◆ **Dataset items**
_ _ _ _ _

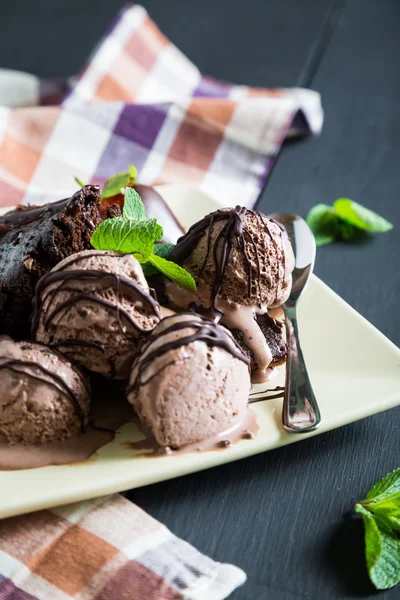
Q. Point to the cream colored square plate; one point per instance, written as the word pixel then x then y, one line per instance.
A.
pixel 354 368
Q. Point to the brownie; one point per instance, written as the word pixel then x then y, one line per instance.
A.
pixel 272 330
pixel 32 241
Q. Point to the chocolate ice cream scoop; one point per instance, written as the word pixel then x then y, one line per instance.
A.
pixel 95 307
pixel 190 382
pixel 43 398
pixel 242 264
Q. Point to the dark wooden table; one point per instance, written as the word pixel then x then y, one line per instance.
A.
pixel 281 516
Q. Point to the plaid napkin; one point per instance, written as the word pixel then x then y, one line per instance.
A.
pixel 140 100
pixel 105 549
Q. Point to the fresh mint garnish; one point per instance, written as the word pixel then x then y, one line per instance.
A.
pixel 323 223
pixel 134 233
pixel 174 272
pixel 114 185
pixel 133 206
pixel 344 220
pixel 79 182
pixel 127 236
pixel 361 217
pixel 381 515
pixel 162 250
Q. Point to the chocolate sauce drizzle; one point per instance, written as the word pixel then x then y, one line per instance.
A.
pixel 23 368
pixel 205 331
pixel 233 233
pixel 102 280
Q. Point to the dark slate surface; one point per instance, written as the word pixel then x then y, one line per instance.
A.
pixel 281 516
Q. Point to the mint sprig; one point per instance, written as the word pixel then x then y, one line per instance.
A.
pixel 174 272
pixel 115 184
pixel 134 233
pixel 344 220
pixel 127 236
pixel 381 515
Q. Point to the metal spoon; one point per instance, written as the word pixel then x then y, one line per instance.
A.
pixel 300 409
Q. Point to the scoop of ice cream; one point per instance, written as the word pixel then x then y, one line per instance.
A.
pixel 43 397
pixel 190 382
pixel 238 256
pixel 242 264
pixel 95 307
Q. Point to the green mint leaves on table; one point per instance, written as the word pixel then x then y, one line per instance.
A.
pixel 134 233
pixel 381 515
pixel 344 220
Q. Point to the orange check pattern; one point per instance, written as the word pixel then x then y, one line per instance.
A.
pixel 139 100
pixel 104 549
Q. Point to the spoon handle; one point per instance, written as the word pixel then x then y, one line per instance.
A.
pixel 300 409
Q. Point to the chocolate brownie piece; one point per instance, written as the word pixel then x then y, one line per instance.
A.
pixel 32 241
pixel 272 330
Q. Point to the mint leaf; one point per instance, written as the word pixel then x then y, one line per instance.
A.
pixel 127 236
pixel 113 186
pixel 361 217
pixel 174 272
pixel 323 222
pixel 133 206
pixel 382 551
pixel 388 486
pixel 162 250
pixel 383 500
pixel 79 182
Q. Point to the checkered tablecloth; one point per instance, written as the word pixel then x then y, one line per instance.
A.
pixel 105 549
pixel 140 100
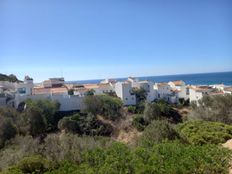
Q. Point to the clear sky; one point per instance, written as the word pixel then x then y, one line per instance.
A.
pixel 92 39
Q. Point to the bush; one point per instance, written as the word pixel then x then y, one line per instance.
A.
pixel 158 131
pixel 202 132
pixel 85 124
pixel 139 123
pixel 107 106
pixel 160 110
pixel 179 158
pixel 33 164
pixel 47 109
pixel 131 109
pixel 7 130
pixel 161 158
pixel 217 108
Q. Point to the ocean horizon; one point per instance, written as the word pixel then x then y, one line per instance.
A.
pixel 191 79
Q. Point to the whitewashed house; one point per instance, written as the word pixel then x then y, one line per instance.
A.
pixel 152 94
pixel 197 92
pixel 165 92
pixel 134 82
pixel 26 87
pixel 180 88
pixel 124 91
pixel 227 90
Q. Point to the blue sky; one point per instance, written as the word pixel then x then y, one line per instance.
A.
pixel 92 39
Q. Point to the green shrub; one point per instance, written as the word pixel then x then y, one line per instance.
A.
pixel 131 109
pixel 7 130
pixel 85 125
pixel 177 158
pixel 217 108
pixel 33 164
pixel 162 158
pixel 158 131
pixel 160 110
pixel 105 105
pixel 139 123
pixel 204 132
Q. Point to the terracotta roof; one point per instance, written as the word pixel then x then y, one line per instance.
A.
pixel 200 88
pixel 59 90
pixel 217 93
pixel 228 89
pixel 91 86
pixel 175 90
pixel 144 81
pixel 162 84
pixel 82 90
pixel 178 82
pixel 103 86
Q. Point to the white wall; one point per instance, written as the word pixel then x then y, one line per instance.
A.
pixel 194 95
pixel 123 91
pixel 67 102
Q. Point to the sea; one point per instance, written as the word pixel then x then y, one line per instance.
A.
pixel 191 79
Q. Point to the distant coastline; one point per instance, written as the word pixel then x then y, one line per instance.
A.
pixel 192 79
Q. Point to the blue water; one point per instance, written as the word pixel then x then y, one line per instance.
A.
pixel 192 79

_ _ _ _ _

◆ **WHAT THIS TASK INVOLVES**
Could you turn every line of the material above into a JSON list of strings, one string per line, with blank lines dropped? Leave the pictures out of your answer.

◆ **RESPONSE**
[
  "Q. Point to the cream colored square plate; one point per instance, written as the word pixel then x then y, one line per instance.",
  "A.",
  "pixel 354 368",
  "Q. Point to the brownie; one point per instance, written as the word pixel then x then y, one line per instance.",
  "A.",
  "pixel 272 330",
  "pixel 32 241",
  "Q. Point to the chocolate ice cream scoop; one point per instance, written as the word pixel then x then y, one line per instance.",
  "A.",
  "pixel 95 307",
  "pixel 190 382",
  "pixel 43 398",
  "pixel 242 264",
  "Q. Point to the dark wooden table; one point per instance, written as the word pixel then x then y, one line per instance.",
  "A.",
  "pixel 281 516",
  "Q. Point to the plaid napkin; one point per instance, written as the word pixel then x then y, one line per instance.",
  "A.",
  "pixel 140 100",
  "pixel 105 549",
  "Q. Point to the fresh mint garnish; one point per instance, written as the word pixel then x then y, one line per instance.",
  "A.",
  "pixel 323 223",
  "pixel 134 233",
  "pixel 174 272",
  "pixel 114 185",
  "pixel 133 206",
  "pixel 344 220",
  "pixel 79 182",
  "pixel 127 236",
  "pixel 361 217",
  "pixel 381 515",
  "pixel 162 250",
  "Q. Point to the chocolate sauce drizzle; one point per instance, written as the word pixel then x then y, one line per instance.",
  "A.",
  "pixel 23 368",
  "pixel 205 331",
  "pixel 233 233",
  "pixel 102 280",
  "Q. Point to the dark slate surface; one point per instance, written as the word pixel then x then y, one line per instance.",
  "A.",
  "pixel 281 516",
  "Q. Point to the mint sprig; one point per instance, written as the word pixel then x then y, one line per instance.",
  "A.",
  "pixel 174 272",
  "pixel 115 184",
  "pixel 134 233",
  "pixel 344 220",
  "pixel 127 236",
  "pixel 381 515",
  "Q. Point to the metal spoon; one point per instance, written as the word pixel then x then y, one line per instance.",
  "A.",
  "pixel 300 409",
  "Q. Point to the scoop of ice cream; one point per instance, written as the word pixel then x then y, one line per instance.",
  "A.",
  "pixel 43 397",
  "pixel 190 382",
  "pixel 238 256",
  "pixel 242 264",
  "pixel 95 307",
  "Q. Point to the green mint leaves on table; one point per instance, written as the word pixel then x then y, one line per instance.",
  "A.",
  "pixel 134 233",
  "pixel 381 515",
  "pixel 344 220",
  "Q. Point to the orange check pattern; one point per instance, written as the word pixel then x then y, one line per instance.",
  "A.",
  "pixel 139 100",
  "pixel 104 549",
  "Q. Point to the spoon handle; one point per instance, written as the word pixel then x then y, one line per instance.",
  "A.",
  "pixel 300 409",
  "Q. Point to the chocolate brownie piece; one point per instance, written as the word pixel then x then y, one line per instance.",
  "A.",
  "pixel 32 241",
  "pixel 272 330",
  "Q. Point to the mint leaf; one point per instance, written as the word pixel then x then y, one line per instance.",
  "A.",
  "pixel 127 236",
  "pixel 113 186",
  "pixel 361 217",
  "pixel 174 272",
  "pixel 323 222",
  "pixel 133 206",
  "pixel 382 551",
  "pixel 388 486",
  "pixel 162 250",
  "pixel 383 500",
  "pixel 79 182",
  "Q. Point to the checkered tablecloth; one point per instance, written as the word pixel then x then y, one line per instance.",
  "A.",
  "pixel 105 549",
  "pixel 140 100",
  "Q. Point to the clear sky; one point per instance, written as the word pixel then x then y, one line per instance.",
  "A.",
  "pixel 92 39",
  "Q. Point to the bush; one point per instance, written as the word pixel then x then y, one line per instance.",
  "A.",
  "pixel 158 131",
  "pixel 202 132",
  "pixel 85 124",
  "pixel 139 123",
  "pixel 107 106",
  "pixel 160 110",
  "pixel 179 158",
  "pixel 33 164",
  "pixel 47 109",
  "pixel 131 109",
  "pixel 7 130",
  "pixel 161 158",
  "pixel 217 108",
  "Q. Point to the ocean horizon; one point per instance, written as the word pixel then x then y, one line per instance.",
  "A.",
  "pixel 191 79",
  "Q. Point to the whitewashed house; one point per instance, written as the word pixel then x then y, one line per instance.",
  "A.",
  "pixel 152 94",
  "pixel 197 92",
  "pixel 165 92",
  "pixel 134 82",
  "pixel 26 87",
  "pixel 180 88",
  "pixel 124 91",
  "pixel 227 90",
  "Q. Point to the blue sky; one point per instance, written as the word pixel then x then y, one line per instance.",
  "A.",
  "pixel 92 39",
  "Q. Point to the green shrub; one point per instance, written as the word pixel then x then y, one line per instance.",
  "A.",
  "pixel 131 109",
  "pixel 7 130",
  "pixel 85 125",
  "pixel 177 158",
  "pixel 217 108",
  "pixel 33 164",
  "pixel 162 158",
  "pixel 158 131",
  "pixel 160 110",
  "pixel 105 105",
  "pixel 139 123",
  "pixel 204 132",
  "Q. Point to the terracotta roof; one point per instance, written as the word pixel then x then y, one line per instance.",
  "A.",
  "pixel 200 88",
  "pixel 59 90",
  "pixel 217 93",
  "pixel 228 89",
  "pixel 91 86",
  "pixel 175 90",
  "pixel 144 81",
  "pixel 162 84",
  "pixel 82 90",
  "pixel 178 82",
  "pixel 103 86",
  "Q. Point to the white wall; one point per instance, written as the word pixel then x then y, one line per instance.",
  "A.",
  "pixel 194 95",
  "pixel 123 91",
  "pixel 67 102",
  "Q. Point to the sea; one point per instance, written as the word pixel then x then y, one line per instance.",
  "A.",
  "pixel 191 79",
  "Q. Point to the distant coastline; one point per instance, written as the word pixel then x then y, one line per instance.",
  "A.",
  "pixel 192 79",
  "Q. Point to the blue water; one point per instance, written as the word pixel then x then y, one line per instance.",
  "A.",
  "pixel 192 79"
]